- **AIM A**
Return the text of the passage on ad viewability between "In present-day digital" and "from a website.", inclusive, copied exactly.

- **PASSAGE**
━━━━━━━━
In present-day digital advertising, attention is the new mint. It's a delicate balance – between publishers trading their audience's valuable attention to advertisers, who, in turn, leverage ads to promote their products and boost sales.
As a publisher with highly effective ads, you have the power to demand premium prices (higher CPM) for your sought-after ad inventory.
However, in order for publishers to unlock higher CPMs, they need a way to measure ad effectiveness. Unfortunately, the traditional viewability metrics alone fall short of fully capturing the impact of ad effectiveness on the revenue publishers are generating from a website.
Because of this, the advertising industry has long sought improved metrics that go beyond mere views and truly measure the amount of revenue publishers are generating.
In this article, we will delve into the various factors that influence publishers’ revenue and the important KPIs that publishers need to consider for successful ad revenue optimization.
Yes, it does matter to publishers because it matters to advertisers.
The Interactive Advertising Bureau (IAB) and Media Rating Council (MRC) define viewability as at least 50% of the ad's pixels being visible on the user's screen for a minimum of one second for display ads and two seconds for video ads.
Because advertisers don’t want to pay for non-viewable ad impressions (ads that users won’t see), the viewability metric ensures that advisers pay only for impressions that have a high potential to be seen, enhancing ad performance and optimizing ad revenue.
The CEO/Founder of Assertive Yield, Nils Lind, stated that “Viewability is a crucial factor in revenue optimization. Ads must not only be present on the page but also viewable by users. Advertisers are increasingly adopting a "Viewable CPM" (VCPM) model, where they pay based on the number of viewable impressions rather than the total impressions. This shift in approach reflects the industry's understanding that impressions that go unnoticed hold no value.”
When ads are viewable, advertisers are more likely to see the value of partnering with publishers, leading to long-term relationships and increased ad demand. On the other hand, Demand-side platforms (DSPs) use historical data to determine the value they are willing to bid for a domain's ad impressions.
This value is influenced by the domain's track record of delivering viewable impressions. This underscores the importance of ensuring that ads are strategically placed for maximum visibility, aligning with the advertisers' goals.
But what does this mean for publishers? Should they aim for a100% viewability? - No, because it’s impossible to achieve it on one hand, and on the other it would heavily reduce the amount of ad impressions served on the page. Then - should they put as many ads on the page as they can? - No, because their inventory is going to get less valuable over time.
Somewhat a standard for an optimized in-content display ad unit viewability is to be considered at above 70% - at this point more advertiser demand has been unlocked for publishers - the one that targets high-viewability ads.
━━━━━━━━
- **AIM B**
Collect every line of the listing that contains the string "roof".
━━━━━━━━
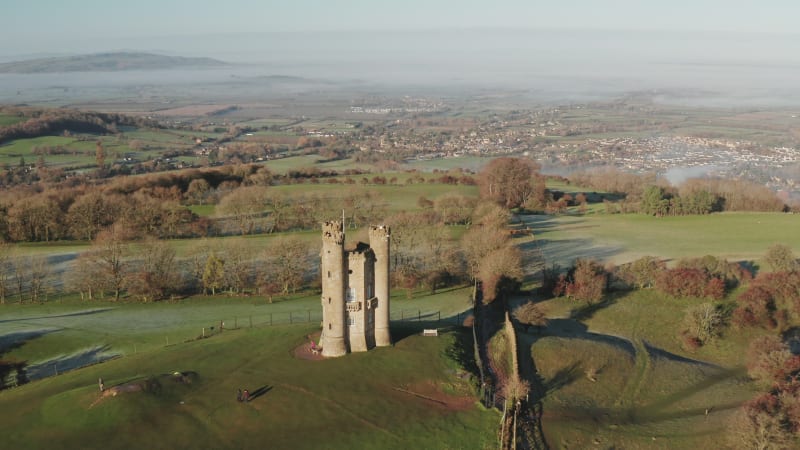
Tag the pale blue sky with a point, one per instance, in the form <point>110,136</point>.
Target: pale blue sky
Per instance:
<point>59,20</point>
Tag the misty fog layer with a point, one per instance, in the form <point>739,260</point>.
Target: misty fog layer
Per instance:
<point>699,68</point>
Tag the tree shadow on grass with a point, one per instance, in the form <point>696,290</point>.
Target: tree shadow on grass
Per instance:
<point>563,378</point>
<point>588,310</point>
<point>56,316</point>
<point>259,392</point>
<point>64,363</point>
<point>17,339</point>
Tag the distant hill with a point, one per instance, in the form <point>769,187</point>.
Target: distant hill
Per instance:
<point>106,62</point>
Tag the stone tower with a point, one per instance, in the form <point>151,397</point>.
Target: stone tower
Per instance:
<point>333,284</point>
<point>355,291</point>
<point>379,241</point>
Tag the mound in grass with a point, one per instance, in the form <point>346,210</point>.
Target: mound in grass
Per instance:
<point>601,394</point>
<point>411,395</point>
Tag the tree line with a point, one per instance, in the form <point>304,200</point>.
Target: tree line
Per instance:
<point>647,194</point>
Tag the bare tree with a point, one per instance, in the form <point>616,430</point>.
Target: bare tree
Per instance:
<point>238,265</point>
<point>108,253</point>
<point>213,274</point>
<point>5,271</point>
<point>38,278</point>
<point>155,274</point>
<point>197,191</point>
<point>529,313</point>
<point>244,205</point>
<point>510,182</point>
<point>780,258</point>
<point>703,321</point>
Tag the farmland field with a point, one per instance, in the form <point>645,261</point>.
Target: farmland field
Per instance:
<point>622,238</point>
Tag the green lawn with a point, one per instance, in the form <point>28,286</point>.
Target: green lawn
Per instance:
<point>621,376</point>
<point>72,327</point>
<point>351,402</point>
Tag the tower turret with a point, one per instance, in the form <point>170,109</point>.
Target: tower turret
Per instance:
<point>333,271</point>
<point>379,242</point>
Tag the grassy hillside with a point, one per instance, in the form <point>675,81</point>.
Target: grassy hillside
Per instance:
<point>359,401</point>
<point>620,238</point>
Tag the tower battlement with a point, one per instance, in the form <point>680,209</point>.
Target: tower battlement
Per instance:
<point>332,232</point>
<point>355,291</point>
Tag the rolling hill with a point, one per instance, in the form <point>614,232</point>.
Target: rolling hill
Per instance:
<point>106,62</point>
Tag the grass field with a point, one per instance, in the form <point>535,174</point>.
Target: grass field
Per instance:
<point>68,333</point>
<point>362,401</point>
<point>621,238</point>
<point>9,119</point>
<point>619,377</point>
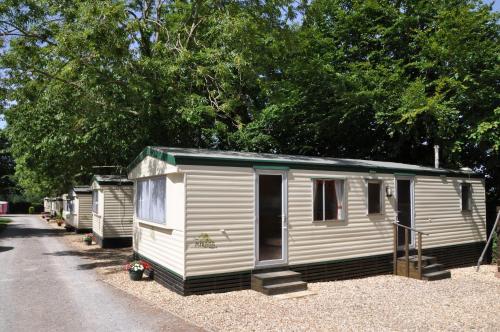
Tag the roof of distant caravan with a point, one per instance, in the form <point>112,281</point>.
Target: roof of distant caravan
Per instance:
<point>111,180</point>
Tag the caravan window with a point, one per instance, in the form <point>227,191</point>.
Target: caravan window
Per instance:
<point>375,197</point>
<point>328,200</point>
<point>95,201</point>
<point>466,196</point>
<point>150,196</point>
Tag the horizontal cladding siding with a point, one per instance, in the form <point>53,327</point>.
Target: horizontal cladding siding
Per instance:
<point>438,211</point>
<point>84,211</point>
<point>97,224</point>
<point>118,211</point>
<point>360,235</point>
<point>166,247</point>
<point>219,198</point>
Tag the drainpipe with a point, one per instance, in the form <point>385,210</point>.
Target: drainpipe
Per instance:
<point>436,156</point>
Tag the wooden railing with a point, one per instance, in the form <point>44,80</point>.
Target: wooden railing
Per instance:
<point>407,249</point>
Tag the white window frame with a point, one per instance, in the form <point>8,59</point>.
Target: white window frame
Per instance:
<point>96,192</point>
<point>469,198</point>
<point>314,181</point>
<point>148,220</point>
<point>382,197</point>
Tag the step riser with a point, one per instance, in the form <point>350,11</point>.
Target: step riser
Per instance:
<point>273,281</point>
<point>285,289</point>
<point>430,269</point>
<point>444,276</point>
<point>435,268</point>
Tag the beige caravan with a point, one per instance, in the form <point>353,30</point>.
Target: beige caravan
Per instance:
<point>207,220</point>
<point>78,209</point>
<point>112,210</point>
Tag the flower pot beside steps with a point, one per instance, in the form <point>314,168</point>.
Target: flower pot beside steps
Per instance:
<point>136,269</point>
<point>88,238</point>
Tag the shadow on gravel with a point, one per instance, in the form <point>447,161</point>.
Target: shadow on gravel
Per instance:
<point>24,231</point>
<point>2,249</point>
<point>98,257</point>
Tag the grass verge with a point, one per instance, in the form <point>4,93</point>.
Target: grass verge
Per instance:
<point>3,223</point>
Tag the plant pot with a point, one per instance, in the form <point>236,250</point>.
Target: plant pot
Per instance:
<point>135,275</point>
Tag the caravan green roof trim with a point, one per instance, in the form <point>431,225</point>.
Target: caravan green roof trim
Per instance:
<point>184,156</point>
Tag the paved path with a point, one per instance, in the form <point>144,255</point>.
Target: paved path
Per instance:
<point>40,291</point>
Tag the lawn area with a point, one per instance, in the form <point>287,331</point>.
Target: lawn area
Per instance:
<point>3,223</point>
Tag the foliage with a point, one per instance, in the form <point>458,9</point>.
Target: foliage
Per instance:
<point>3,223</point>
<point>92,83</point>
<point>494,248</point>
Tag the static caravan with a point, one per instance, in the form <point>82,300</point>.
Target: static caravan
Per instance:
<point>46,205</point>
<point>56,205</point>
<point>112,210</point>
<point>66,203</point>
<point>211,220</point>
<point>79,209</point>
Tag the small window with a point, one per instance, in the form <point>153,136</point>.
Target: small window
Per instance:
<point>375,199</point>
<point>95,201</point>
<point>328,200</point>
<point>466,197</point>
<point>150,196</point>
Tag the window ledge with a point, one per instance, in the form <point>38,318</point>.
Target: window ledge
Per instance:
<point>153,224</point>
<point>330,220</point>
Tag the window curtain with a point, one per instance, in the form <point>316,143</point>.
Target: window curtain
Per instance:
<point>150,200</point>
<point>157,199</point>
<point>339,190</point>
<point>95,200</point>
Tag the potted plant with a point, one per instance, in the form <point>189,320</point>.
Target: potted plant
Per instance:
<point>136,269</point>
<point>88,238</point>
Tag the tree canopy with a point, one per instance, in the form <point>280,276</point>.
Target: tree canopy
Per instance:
<point>91,83</point>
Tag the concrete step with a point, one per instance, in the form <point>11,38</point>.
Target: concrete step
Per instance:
<point>426,260</point>
<point>432,268</point>
<point>438,275</point>
<point>282,288</point>
<point>273,278</point>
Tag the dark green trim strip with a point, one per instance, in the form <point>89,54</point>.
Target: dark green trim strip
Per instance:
<point>279,164</point>
<point>278,168</point>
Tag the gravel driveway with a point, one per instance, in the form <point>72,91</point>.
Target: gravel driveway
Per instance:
<point>467,301</point>
<point>45,286</point>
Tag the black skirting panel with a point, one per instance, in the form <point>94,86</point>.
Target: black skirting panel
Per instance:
<point>345,269</point>
<point>113,242</point>
<point>450,256</point>
<point>197,285</point>
<point>460,255</point>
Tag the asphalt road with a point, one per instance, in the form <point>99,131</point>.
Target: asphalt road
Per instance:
<point>43,291</point>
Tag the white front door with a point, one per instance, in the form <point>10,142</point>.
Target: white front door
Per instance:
<point>405,207</point>
<point>271,219</point>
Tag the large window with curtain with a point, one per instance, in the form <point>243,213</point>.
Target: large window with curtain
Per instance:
<point>329,200</point>
<point>95,201</point>
<point>150,200</point>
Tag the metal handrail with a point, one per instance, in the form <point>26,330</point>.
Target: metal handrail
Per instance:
<point>407,249</point>
<point>410,228</point>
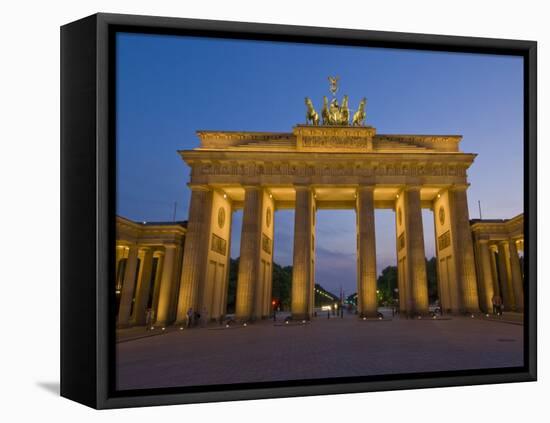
━━━━━━━━
- **FINISHED ANSWER A**
In present-day digital advertising, attention is the new mint. It's a delicate balance – between publishers trading their audience's valuable attention to advertisers, who, in turn, leverage ads to promote their products and boost sales.
As a publisher with highly effective ads, you have the power to demand premium prices (higher CPM) for your sought-after ad inventory.
However, in order for publishers to unlock higher CPMs, they need a way to measure ad effectiveness. Unfortunately, the traditional viewability metrics alone fall short of fully capturing the impact of ad effectiveness on the revenue publishers are generating from a website.

- **FINISHED ANSWER B**
Tag the roof of distant caravan with a point, one per instance, in the form <point>112,281</point>.
Target: roof of distant caravan
Tag the caravan green roof trim with a point, one per instance, in the form <point>431,225</point>.
Target: caravan green roof trim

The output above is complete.